### Your objective
List every line of the rows below that contains the word "black", matching case exactly.

### Records provided

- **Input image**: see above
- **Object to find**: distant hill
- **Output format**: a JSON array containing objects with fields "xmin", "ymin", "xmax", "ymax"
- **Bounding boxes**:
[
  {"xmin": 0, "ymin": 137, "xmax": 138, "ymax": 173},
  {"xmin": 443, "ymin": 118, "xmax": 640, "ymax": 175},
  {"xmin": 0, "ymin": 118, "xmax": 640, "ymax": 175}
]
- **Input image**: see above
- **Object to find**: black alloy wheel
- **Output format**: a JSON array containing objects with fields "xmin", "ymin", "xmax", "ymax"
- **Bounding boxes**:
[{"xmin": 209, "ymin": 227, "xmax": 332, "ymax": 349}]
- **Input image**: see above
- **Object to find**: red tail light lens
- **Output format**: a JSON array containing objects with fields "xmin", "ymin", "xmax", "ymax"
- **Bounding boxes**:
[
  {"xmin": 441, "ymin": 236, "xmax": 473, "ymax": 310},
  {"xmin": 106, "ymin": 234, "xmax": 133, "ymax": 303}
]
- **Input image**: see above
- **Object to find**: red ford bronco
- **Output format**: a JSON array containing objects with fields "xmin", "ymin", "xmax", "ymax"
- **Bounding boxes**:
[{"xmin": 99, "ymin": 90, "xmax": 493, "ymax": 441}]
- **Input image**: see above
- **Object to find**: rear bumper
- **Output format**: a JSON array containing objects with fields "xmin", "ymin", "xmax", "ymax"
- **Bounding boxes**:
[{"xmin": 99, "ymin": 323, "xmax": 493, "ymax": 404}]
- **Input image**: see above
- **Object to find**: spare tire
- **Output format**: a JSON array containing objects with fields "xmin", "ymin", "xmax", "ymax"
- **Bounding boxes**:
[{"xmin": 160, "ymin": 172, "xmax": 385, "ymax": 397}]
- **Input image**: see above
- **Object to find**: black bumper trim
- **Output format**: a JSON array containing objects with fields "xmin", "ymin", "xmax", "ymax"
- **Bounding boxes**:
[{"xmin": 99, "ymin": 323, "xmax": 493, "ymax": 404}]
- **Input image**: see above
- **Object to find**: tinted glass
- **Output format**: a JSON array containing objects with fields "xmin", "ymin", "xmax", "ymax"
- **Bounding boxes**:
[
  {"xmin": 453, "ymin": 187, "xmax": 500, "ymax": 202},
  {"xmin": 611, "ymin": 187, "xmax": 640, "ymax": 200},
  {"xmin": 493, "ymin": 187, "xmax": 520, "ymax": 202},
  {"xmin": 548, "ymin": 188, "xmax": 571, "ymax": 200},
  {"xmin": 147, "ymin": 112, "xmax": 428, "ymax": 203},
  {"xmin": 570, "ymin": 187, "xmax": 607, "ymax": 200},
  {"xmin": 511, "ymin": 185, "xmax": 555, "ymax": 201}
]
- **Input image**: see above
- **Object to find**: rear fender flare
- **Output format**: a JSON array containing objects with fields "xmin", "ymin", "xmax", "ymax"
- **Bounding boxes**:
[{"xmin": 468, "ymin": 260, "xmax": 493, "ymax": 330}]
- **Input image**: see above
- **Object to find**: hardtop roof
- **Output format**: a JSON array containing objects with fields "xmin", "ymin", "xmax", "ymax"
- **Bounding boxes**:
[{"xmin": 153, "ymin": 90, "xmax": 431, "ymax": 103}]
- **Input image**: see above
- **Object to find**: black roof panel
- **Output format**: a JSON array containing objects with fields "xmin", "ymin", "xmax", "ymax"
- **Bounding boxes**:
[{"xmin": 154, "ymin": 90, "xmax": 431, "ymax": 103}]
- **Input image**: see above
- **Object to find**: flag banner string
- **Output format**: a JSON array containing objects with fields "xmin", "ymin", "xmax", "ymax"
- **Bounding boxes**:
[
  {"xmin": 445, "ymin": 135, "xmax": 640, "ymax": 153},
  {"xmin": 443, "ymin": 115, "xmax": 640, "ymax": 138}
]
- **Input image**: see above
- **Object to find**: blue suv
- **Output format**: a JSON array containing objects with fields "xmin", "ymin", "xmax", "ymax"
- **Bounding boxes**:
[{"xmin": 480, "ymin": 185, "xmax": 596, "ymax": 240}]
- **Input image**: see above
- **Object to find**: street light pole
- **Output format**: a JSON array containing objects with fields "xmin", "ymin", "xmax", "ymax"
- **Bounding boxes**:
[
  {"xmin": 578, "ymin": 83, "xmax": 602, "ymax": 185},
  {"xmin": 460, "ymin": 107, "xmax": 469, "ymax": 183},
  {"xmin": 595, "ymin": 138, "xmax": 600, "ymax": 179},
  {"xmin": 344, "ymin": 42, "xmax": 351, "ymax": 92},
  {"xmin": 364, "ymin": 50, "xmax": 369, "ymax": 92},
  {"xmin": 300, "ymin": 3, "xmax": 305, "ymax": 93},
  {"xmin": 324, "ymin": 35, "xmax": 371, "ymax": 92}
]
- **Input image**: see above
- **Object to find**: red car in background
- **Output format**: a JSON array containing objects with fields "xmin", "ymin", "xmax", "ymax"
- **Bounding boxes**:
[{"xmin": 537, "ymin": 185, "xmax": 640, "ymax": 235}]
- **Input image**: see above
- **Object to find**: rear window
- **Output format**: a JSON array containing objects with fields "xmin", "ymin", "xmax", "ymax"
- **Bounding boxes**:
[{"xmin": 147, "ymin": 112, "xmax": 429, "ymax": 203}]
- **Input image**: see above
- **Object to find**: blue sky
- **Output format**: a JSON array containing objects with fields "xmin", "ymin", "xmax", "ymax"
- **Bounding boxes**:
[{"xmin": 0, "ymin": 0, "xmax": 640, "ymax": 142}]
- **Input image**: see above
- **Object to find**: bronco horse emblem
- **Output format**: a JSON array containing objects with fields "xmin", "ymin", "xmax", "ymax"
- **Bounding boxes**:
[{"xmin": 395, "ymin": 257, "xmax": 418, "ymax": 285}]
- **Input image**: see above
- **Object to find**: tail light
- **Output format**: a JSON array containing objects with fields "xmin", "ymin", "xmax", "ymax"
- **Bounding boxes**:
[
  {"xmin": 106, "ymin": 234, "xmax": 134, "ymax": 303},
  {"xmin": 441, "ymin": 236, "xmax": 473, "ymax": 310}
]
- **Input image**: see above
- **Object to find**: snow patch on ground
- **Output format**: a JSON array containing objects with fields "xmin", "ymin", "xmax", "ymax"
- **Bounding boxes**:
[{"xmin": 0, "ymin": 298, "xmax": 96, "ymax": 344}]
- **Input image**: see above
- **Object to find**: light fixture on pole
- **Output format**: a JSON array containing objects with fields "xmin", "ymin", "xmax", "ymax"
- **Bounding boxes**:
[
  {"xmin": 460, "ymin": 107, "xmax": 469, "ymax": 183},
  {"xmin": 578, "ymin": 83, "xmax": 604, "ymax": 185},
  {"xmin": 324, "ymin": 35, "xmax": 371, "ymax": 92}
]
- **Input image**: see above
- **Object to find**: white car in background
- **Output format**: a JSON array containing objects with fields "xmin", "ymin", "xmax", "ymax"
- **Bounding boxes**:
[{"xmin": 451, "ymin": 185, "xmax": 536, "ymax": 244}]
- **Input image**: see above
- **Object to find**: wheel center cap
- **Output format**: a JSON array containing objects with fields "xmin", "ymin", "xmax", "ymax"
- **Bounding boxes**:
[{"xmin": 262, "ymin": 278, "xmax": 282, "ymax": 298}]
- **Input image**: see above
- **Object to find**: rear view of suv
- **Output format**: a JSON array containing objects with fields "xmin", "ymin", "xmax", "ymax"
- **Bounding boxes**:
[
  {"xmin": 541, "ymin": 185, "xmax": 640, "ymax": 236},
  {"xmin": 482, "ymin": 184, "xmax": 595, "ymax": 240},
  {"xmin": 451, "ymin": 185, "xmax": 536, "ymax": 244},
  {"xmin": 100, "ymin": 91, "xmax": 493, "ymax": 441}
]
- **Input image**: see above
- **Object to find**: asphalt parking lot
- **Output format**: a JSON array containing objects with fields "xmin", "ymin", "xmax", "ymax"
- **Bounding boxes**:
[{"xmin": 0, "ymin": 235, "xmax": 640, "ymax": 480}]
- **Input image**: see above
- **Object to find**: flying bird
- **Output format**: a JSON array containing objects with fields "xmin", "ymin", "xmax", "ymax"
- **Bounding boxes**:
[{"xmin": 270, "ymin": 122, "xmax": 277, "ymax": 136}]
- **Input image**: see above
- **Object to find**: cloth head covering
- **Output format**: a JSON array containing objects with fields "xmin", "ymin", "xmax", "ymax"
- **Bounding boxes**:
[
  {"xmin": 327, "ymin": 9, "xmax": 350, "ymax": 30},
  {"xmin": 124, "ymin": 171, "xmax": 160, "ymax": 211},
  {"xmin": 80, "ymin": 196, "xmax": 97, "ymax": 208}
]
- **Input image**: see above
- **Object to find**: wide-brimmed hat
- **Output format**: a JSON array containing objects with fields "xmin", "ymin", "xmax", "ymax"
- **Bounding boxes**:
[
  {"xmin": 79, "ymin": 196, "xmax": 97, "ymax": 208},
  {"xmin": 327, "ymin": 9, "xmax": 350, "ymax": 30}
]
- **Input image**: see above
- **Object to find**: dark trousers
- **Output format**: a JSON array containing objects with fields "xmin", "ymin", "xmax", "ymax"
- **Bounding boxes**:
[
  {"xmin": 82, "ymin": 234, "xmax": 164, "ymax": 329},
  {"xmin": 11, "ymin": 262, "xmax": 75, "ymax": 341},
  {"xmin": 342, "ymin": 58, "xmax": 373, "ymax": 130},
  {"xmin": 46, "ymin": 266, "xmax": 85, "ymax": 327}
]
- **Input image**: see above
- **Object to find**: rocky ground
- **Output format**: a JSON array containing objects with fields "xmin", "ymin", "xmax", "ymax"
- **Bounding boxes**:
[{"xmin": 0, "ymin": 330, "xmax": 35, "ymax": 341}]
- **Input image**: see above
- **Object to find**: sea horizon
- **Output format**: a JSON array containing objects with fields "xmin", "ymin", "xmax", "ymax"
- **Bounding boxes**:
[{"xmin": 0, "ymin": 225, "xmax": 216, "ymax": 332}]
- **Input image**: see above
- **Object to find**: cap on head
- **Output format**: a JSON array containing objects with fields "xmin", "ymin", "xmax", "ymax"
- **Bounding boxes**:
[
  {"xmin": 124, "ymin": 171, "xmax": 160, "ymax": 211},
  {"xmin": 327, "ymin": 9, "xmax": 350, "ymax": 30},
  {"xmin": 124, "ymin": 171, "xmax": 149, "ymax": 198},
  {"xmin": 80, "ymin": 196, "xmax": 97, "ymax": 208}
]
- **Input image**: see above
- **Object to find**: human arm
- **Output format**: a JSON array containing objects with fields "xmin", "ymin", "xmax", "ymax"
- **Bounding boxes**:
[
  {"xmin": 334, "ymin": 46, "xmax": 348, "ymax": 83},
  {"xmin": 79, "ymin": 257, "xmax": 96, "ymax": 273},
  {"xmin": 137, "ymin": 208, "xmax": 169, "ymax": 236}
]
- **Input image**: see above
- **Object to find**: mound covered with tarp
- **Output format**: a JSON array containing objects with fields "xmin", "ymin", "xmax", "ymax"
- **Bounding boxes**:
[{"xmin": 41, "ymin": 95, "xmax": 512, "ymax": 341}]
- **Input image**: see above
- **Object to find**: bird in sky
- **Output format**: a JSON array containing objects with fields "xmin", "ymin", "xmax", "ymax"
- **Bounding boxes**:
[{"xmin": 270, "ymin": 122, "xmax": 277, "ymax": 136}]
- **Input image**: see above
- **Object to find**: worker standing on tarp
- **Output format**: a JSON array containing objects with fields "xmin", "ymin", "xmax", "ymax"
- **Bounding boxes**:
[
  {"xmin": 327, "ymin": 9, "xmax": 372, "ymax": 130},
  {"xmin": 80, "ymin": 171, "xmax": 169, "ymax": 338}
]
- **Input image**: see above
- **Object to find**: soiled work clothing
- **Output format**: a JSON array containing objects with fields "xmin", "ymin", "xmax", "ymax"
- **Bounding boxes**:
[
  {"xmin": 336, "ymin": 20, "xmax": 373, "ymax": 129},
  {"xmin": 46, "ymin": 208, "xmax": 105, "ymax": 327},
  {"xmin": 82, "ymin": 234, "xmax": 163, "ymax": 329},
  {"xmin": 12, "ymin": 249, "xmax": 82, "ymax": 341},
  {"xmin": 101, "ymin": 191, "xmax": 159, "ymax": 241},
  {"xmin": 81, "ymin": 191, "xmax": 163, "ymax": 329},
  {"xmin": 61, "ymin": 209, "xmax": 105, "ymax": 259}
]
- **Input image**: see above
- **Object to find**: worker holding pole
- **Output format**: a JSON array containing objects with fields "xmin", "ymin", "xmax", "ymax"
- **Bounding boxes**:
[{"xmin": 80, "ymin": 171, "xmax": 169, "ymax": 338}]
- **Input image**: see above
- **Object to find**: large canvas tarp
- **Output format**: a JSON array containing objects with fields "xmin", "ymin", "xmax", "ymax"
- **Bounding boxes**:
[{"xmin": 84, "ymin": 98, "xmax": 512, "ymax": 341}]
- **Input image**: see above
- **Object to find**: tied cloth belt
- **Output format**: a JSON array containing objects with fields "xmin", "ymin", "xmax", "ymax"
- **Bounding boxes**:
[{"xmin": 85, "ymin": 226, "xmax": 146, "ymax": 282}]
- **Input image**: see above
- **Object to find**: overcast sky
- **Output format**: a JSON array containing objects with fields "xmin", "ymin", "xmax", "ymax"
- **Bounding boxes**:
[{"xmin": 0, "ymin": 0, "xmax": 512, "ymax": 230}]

### The answer
- **Object to find**: black alloy wheel
- **Object to find**: black bumper trim
- **Object to find**: black roof panel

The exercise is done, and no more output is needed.